LISTED RECORDS
········

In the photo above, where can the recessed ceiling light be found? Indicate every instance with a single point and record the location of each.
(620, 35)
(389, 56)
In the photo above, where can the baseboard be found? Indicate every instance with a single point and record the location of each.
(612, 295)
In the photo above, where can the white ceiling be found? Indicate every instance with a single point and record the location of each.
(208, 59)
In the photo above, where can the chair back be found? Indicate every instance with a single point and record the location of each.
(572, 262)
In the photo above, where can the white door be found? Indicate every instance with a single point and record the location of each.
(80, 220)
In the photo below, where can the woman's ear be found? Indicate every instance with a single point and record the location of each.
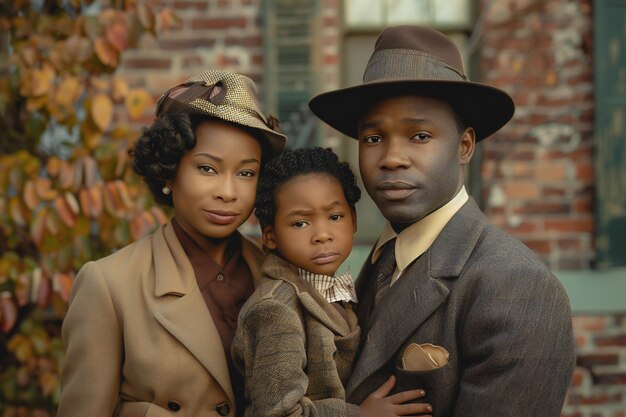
(467, 146)
(269, 240)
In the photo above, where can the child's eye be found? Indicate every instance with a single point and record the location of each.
(421, 137)
(299, 224)
(207, 169)
(372, 139)
(247, 173)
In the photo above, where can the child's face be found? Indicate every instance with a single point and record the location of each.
(314, 225)
(215, 185)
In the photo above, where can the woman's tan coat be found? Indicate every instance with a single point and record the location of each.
(139, 338)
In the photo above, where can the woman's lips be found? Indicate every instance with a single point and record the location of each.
(325, 258)
(221, 216)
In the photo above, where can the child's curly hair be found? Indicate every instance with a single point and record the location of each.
(293, 163)
(157, 152)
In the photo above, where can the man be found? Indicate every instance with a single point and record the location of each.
(447, 302)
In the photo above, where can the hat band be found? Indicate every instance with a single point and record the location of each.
(389, 64)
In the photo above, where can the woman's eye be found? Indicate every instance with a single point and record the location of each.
(207, 169)
(421, 137)
(372, 139)
(247, 174)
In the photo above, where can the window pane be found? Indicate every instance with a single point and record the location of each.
(364, 12)
(410, 11)
(452, 12)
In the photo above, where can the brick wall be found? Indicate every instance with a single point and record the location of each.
(538, 171)
(222, 34)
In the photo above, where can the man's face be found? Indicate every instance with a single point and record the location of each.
(411, 156)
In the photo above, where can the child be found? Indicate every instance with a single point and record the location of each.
(297, 334)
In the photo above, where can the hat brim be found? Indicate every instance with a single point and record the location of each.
(482, 107)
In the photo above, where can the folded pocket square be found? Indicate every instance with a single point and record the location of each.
(424, 357)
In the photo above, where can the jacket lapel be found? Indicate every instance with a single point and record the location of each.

········

Copy every row above word for word, omitting the pictures.

PROBLEM SOLUTION
In the photo above, where can the recessed ceiling light be found? Indicate every instance with a single point and record the location of each.
(620, 35)
(389, 56)
In the photo above, where can the baseboard be found? Indicate every instance with a single point and record the location of each.
(612, 295)
In the photo above, where can the white ceiling be found? Indicate every instance with a single point and record the location of each.
(208, 59)
In the photo above, where can the chair back be found? Indicate every instance with a single point and record the location of each.
(572, 262)
In the photo above, where can the white door be found? Indicate every instance with a single point and record the location of each.
(80, 220)
In the photo below, where can the woman's ear be found? Indicate every instance with a single point and record the location of each.
(467, 146)
(269, 240)
In the photo above, where can the child's eye be found? Indicate every instance with a single point and record the location of each.
(421, 137)
(299, 224)
(207, 169)
(372, 139)
(247, 173)
In the photo above, where can the child's face be found? Indicate every instance with a single point and record the location of each.
(314, 225)
(215, 185)
In the photo above, where can the woman's tan coat be found? Indicate every instance with a single point and record the location of each.
(139, 338)
In the photo above, where can the woman's lips be found? Indicate every instance with a single point and record the location of each.
(325, 258)
(221, 216)
In the photo above, where can the child's curly hair be found? Indicate every instance with a single point and record the location of each.
(293, 163)
(157, 152)
In the photo above, where can the man be found? Indicate every instance with a single point and record the location of each.
(447, 302)
In the photo above, where can the hat band be found? Indicate every instance with a single point and record the location of each.
(389, 64)
In the photo above, where can the woman's eye be found? Indicate every instance with a single point and record the location of each.
(207, 169)
(421, 137)
(372, 139)
(247, 174)
In the photo above, where can the window pane be found? Indicate every instance with a single point and record the location of each.
(364, 12)
(410, 11)
(452, 12)
In the photo above, where can the brick wall be found? Indicate every instance with a single point and record the location of each.
(538, 171)
(222, 34)
In the photo above, where can the man's face be found? Indicate every instance with a single point and record the location of each.
(411, 156)
In the photo above, where can the child be found? Indicate every instance with a single point and record the location of each.
(297, 334)
In the photo above, where can the hat brim be found? Indicate every instance with a single point and record the location of each.
(482, 107)
In the photo above, where can the folded pocket square be found? Indicate every instance with a single point and record the location of each.
(424, 357)
In the photo above, where can the jacket lapel be found? Indicate every instance with a single point and record the location of each.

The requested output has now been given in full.